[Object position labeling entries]
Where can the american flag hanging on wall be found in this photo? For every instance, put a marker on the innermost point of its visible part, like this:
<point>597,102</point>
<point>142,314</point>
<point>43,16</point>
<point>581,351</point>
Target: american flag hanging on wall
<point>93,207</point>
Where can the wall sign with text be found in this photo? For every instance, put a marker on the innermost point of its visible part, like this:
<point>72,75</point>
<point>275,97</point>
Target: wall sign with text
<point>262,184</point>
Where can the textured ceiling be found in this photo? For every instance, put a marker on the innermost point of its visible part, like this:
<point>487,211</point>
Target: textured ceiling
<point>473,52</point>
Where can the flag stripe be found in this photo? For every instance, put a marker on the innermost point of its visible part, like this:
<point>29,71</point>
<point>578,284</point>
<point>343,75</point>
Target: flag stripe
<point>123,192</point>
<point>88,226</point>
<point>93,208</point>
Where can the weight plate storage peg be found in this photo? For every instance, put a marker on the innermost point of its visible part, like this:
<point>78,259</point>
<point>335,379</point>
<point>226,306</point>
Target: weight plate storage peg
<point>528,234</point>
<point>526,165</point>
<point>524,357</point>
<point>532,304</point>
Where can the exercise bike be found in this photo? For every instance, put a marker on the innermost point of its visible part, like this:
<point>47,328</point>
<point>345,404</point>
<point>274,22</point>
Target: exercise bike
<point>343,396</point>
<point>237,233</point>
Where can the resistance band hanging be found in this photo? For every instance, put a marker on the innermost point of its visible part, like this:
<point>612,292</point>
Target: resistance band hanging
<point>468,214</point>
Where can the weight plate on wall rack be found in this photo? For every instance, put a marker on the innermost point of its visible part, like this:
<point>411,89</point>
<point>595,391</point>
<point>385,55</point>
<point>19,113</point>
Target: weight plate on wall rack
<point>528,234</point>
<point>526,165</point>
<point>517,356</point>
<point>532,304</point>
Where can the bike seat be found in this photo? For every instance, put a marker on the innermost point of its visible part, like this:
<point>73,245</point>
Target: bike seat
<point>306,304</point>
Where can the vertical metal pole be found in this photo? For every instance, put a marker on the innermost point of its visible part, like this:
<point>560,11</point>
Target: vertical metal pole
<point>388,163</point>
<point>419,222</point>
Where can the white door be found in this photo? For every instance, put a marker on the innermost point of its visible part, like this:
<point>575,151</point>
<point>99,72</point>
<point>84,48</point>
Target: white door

• [GOAL]
Rescale everything from the line containing "Where can the weight plate on" down to the end of the material, reproducing every line, requests included. Multiply each answer point coordinate by 0.35 and round it to a whole number, with halves rounded up, but leave the sample points inside the requests unchanged.

• [SOLUTION TO THIS EXERCISE]
Where can the weight plate on wall rack be found in this photo? For every instance, put a marker on the innermost point of its visible part, like this:
<point>411,89</point>
<point>595,391</point>
<point>385,55</point>
<point>19,113</point>
Target: weight plate on wall rack
<point>185,82</point>
<point>184,58</point>
<point>181,125</point>
<point>186,106</point>
Where can the bike seat be found in this photo? For every instance, put a marker on the innermost point of its visible part, like this:
<point>73,245</point>
Target: bike seat
<point>107,106</point>
Where can the vertical metal pole be found in this photo? For every instance, put a marker on the innermost point of its visible part, like this:
<point>560,11</point>
Target: vertical metal pole
<point>136,57</point>
<point>147,78</point>
Where can the white door be found in this photo? For every instance, put a marker on the innermost point of its visible part, like this:
<point>575,151</point>
<point>99,72</point>
<point>84,48</point>
Target: white door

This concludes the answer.